Instruções
Reproduza somente as linhas dos itens abaixo situadas entre a que contém "Objective - one point per instance of the clarinet" e o final dos itens, ambas as extremidades incluídas, sem omitir nenhuma delas. Multiplique cada coordenada dos pontos por 0,95 e arredonde para o inteiro mais próximo, com as metades arredondadas para cima.

Registros do conjunto de dados
···

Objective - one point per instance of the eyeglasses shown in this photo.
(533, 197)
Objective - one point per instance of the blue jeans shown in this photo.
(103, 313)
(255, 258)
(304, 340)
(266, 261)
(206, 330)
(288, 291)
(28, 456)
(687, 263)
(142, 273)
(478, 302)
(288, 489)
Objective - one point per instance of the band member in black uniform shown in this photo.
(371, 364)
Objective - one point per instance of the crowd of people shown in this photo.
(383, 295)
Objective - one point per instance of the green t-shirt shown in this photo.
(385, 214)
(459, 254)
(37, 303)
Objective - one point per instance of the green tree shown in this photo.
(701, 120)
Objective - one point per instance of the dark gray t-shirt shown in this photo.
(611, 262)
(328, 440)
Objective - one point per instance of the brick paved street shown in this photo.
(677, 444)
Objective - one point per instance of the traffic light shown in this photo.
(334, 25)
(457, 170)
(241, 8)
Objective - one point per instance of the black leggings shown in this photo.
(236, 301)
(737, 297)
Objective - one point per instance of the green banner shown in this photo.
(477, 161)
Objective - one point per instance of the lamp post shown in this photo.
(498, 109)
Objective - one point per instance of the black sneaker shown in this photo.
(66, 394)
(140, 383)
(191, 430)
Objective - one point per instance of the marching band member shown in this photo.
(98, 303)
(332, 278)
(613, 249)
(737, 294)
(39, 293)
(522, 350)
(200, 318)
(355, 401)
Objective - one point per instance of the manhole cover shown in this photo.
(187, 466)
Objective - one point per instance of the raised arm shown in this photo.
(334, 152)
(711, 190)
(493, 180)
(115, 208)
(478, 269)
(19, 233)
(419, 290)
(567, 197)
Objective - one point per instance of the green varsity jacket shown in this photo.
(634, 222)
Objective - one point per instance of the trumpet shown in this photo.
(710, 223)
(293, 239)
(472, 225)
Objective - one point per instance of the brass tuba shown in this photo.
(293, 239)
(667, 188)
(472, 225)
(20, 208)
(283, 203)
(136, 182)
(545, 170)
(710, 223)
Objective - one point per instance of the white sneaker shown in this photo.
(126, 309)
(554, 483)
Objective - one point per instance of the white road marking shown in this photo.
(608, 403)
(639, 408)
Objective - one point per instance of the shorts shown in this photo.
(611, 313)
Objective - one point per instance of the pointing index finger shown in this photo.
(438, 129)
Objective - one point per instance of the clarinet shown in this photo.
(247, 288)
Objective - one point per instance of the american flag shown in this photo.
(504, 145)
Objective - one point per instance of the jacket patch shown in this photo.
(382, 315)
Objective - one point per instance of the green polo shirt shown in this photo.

···

Resultado do exercício
Objective - one point per instance of the clarinet shown in this photo.
(235, 274)
Objective - one point per instance of the american flag shown in this photo.
(479, 138)
Objective - one point per instance of the jacket patch shown in this photo.
(363, 299)
Objective - one point per instance of the green polo shirt shown in this photo.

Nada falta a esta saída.